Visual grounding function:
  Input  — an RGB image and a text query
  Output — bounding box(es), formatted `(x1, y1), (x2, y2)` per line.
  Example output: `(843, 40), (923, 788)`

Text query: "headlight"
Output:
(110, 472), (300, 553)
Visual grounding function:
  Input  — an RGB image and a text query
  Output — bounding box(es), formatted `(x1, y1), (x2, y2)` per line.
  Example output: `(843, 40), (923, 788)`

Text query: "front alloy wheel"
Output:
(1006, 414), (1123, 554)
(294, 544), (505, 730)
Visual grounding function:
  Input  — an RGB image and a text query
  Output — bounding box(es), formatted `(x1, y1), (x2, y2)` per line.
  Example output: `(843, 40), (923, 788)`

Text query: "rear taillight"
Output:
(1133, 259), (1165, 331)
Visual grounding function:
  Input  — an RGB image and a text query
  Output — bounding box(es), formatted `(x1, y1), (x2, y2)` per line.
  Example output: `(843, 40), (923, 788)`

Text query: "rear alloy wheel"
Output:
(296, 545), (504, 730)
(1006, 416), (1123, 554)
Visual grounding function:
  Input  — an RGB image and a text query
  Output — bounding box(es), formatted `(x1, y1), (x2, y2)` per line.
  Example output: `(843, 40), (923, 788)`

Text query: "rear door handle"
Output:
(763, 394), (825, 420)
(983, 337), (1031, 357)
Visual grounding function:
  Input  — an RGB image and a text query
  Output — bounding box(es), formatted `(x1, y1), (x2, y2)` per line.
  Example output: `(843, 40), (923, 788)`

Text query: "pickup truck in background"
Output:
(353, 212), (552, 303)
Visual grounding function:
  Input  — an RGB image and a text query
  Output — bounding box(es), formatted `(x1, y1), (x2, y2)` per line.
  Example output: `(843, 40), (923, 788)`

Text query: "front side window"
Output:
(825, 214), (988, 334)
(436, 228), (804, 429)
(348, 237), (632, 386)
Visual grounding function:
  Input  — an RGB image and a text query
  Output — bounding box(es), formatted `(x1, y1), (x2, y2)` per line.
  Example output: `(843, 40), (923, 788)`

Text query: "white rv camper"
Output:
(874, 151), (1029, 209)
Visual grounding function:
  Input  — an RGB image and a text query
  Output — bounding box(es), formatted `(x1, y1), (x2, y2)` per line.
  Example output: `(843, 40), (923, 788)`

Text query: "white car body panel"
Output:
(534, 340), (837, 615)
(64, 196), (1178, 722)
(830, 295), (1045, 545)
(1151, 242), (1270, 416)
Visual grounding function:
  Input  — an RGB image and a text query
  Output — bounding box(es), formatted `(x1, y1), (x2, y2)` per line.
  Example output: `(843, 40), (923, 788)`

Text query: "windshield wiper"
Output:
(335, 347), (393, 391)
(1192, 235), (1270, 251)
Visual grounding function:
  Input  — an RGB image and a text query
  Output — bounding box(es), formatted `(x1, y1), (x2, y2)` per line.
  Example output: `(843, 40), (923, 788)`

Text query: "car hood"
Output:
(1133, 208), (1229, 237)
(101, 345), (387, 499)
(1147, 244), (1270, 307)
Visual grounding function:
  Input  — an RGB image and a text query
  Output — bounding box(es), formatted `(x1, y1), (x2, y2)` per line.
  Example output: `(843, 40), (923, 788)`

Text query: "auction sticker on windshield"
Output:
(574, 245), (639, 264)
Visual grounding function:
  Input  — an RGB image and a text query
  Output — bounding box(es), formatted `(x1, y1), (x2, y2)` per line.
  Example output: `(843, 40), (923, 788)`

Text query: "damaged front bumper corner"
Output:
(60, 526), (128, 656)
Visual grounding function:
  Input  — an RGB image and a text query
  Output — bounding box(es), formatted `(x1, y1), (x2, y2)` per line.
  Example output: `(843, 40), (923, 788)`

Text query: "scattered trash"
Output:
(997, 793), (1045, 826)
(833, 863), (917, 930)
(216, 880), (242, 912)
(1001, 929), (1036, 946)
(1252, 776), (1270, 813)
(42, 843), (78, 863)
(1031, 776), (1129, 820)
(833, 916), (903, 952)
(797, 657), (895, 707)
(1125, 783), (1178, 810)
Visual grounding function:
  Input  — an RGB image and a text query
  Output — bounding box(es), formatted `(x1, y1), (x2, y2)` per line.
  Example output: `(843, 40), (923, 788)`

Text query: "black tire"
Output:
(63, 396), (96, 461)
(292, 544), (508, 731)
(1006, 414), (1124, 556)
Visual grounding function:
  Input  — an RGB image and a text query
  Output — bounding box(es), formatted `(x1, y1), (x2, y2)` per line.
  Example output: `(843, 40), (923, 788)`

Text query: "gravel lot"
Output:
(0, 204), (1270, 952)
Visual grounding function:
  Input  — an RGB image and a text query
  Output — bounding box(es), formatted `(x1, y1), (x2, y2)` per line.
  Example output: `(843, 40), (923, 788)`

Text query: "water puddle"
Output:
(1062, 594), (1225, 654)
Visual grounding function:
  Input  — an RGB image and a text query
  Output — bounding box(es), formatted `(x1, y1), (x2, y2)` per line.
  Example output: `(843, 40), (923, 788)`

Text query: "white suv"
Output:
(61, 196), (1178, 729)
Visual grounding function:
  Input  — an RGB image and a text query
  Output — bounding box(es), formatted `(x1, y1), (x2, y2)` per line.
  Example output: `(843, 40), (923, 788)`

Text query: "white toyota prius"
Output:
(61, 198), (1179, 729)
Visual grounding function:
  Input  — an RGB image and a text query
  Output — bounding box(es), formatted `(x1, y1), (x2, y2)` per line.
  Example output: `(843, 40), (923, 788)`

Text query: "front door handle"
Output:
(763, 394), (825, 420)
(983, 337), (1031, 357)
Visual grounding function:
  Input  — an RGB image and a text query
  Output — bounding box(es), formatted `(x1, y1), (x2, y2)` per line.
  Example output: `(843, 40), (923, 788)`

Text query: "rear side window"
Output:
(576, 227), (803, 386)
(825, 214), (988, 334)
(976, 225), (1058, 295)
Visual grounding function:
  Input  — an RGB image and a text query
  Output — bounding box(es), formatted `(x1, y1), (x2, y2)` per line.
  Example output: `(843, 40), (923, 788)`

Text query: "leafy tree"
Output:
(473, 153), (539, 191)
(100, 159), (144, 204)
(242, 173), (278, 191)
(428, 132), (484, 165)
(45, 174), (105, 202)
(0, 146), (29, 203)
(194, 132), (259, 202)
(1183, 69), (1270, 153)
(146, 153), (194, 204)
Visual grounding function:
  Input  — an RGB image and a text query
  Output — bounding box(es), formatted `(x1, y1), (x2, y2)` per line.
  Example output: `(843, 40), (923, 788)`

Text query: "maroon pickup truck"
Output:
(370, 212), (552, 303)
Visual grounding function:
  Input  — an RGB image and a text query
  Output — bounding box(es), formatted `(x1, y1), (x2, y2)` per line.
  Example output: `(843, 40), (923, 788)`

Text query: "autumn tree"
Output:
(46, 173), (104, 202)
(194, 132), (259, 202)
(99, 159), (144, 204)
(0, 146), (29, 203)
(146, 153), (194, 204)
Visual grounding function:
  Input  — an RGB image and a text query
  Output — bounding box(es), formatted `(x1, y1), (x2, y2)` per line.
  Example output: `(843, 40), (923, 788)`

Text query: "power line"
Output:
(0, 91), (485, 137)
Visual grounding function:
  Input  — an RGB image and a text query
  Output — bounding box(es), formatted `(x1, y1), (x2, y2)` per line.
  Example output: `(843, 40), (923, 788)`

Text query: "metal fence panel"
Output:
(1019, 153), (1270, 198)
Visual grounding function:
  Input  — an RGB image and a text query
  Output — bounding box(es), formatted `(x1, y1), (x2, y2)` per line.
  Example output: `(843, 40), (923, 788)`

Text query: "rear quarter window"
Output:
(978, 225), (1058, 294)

■ Exercise description: Extract each of the lines above that contains the word "handle".

■ Expected answer:
Text query: "rear door handle"
Text query: "front door handle"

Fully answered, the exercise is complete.